▶ _Fragmento del texto_:
==*==

La 230 es de una perfección aplastante. 16 metros cuadrados, que incluyen dos camas de una plaza, un baño en suite y una terraza con vista privilegiada al mar, los jardines y piscina de frijol. No hay ni una mancha. Ni una sola. Las paredes blancas parecen no haber recibido nunca un pie, ni una mano, ni mucho menos el rayón casual de algún niño o un descuidado pasajero. Pasajero es una buena palabra para referirse a quienes habitan aquí. Pareciera no haber habido nunca nadie. No se encuentra, por más que se busque, un pelo travieso agazapado en alguna esquina, ni una marca de labial en los vasos del baño. No hay absolutamente nada que indique quiénes fueron los que estuvieron antes. Si eran hombre, mujeres o niños. Qué edades tenían. Si acaso les gustaba pasear o preferían quedarse mirando la televisión por cable en la Samsung de última generación puesta en el centro de la habitación, justo entre cama y cama. Las paredes, aparentemente sordas, no guardan registro de gritos, risas, peleas o gemidos. Ni las cortinas, ni las suaves páginas blancas.

==*==

Ejemplos de etiquetado de puntos

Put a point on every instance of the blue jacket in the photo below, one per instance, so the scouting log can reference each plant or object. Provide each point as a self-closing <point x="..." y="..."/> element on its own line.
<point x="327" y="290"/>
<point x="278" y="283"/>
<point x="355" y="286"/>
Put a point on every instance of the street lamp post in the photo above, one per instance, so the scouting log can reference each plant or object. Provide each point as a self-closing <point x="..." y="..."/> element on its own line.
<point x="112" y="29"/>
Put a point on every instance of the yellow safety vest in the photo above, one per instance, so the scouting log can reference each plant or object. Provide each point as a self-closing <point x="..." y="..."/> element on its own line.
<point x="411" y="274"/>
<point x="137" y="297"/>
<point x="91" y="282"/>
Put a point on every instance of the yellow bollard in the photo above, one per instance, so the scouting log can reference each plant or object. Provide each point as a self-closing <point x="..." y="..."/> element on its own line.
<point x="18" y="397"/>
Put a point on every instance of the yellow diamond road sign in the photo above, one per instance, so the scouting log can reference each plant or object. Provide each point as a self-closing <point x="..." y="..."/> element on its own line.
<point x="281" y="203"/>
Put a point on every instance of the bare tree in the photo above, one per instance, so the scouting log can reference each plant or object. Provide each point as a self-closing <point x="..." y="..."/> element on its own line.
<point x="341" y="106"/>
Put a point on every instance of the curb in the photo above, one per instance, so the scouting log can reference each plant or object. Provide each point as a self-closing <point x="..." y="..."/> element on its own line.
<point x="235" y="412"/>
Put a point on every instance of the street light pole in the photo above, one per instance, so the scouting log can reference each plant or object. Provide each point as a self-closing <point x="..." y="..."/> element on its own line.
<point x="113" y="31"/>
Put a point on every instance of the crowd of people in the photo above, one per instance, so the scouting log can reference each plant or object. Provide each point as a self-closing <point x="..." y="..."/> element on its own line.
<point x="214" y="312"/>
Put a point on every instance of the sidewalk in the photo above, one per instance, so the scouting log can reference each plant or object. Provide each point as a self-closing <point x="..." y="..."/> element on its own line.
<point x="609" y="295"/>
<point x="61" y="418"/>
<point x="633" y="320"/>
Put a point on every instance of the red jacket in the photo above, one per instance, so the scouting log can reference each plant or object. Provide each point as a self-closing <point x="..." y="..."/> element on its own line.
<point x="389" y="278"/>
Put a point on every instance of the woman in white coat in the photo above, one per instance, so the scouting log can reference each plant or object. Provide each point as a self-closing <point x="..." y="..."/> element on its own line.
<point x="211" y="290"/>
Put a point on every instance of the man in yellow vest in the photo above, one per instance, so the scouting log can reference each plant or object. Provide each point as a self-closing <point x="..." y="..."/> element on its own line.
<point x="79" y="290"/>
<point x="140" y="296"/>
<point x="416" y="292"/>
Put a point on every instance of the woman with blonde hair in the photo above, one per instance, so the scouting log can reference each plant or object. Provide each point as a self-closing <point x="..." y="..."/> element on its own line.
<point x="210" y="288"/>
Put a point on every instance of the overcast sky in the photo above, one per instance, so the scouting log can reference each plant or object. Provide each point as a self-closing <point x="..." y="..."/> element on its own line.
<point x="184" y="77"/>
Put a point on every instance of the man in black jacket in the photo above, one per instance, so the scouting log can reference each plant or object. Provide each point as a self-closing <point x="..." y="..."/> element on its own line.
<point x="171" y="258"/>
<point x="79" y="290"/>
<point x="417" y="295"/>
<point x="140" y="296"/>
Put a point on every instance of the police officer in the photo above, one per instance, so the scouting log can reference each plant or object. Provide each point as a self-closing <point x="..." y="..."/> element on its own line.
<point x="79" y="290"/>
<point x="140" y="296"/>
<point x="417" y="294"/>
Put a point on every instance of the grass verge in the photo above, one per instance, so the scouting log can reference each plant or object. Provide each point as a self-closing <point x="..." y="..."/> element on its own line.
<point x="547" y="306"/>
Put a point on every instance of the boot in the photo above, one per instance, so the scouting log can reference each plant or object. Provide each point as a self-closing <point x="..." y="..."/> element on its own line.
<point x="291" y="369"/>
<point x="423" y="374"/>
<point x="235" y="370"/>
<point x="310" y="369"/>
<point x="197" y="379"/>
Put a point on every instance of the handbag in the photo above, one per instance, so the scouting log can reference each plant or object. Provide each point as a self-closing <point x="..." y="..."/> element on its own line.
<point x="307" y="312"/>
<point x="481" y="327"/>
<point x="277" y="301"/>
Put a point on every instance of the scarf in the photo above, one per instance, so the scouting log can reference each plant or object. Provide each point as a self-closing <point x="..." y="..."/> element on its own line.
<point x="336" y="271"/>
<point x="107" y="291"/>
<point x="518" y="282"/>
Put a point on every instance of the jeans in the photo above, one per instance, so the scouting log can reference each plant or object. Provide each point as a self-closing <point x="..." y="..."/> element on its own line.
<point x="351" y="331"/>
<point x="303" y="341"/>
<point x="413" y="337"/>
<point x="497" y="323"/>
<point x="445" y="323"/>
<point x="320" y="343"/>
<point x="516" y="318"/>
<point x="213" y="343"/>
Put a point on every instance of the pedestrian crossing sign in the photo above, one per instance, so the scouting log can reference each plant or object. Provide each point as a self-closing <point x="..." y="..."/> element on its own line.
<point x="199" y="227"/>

==*==

▶ _Ejercicio escrito A_: Según el fragmento, ¿cuántos metros cuadrados mide la habitación 230?
▶ _Ejercicio escrito B_: Enumere todo aquello de lo que, según el fragmento, las paredes no guardan registro.
El listado no tiene relación con el fragmento.

▶ _Respuesta correcta A_: La habitación 230 mide 16 metros cuadrados.

▶ _Respuesta correcta B_: Las paredes no guardan registro de gritos, risas, peleas ni gemidos.